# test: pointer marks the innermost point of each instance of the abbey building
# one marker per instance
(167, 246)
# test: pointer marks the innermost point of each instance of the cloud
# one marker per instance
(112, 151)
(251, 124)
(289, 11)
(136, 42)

◆ ◆ ◆

Rewrite all of these lines with "marker" swapped for "dot" and nothing else changed.

# test: pointer marks the innermost point of each instance of the abbey building
# one dot per instance
(167, 246)
# test: pointer marks the innermost point of each instance of the cloud
# one dot per instance
(112, 151)
(251, 124)
(289, 11)
(136, 42)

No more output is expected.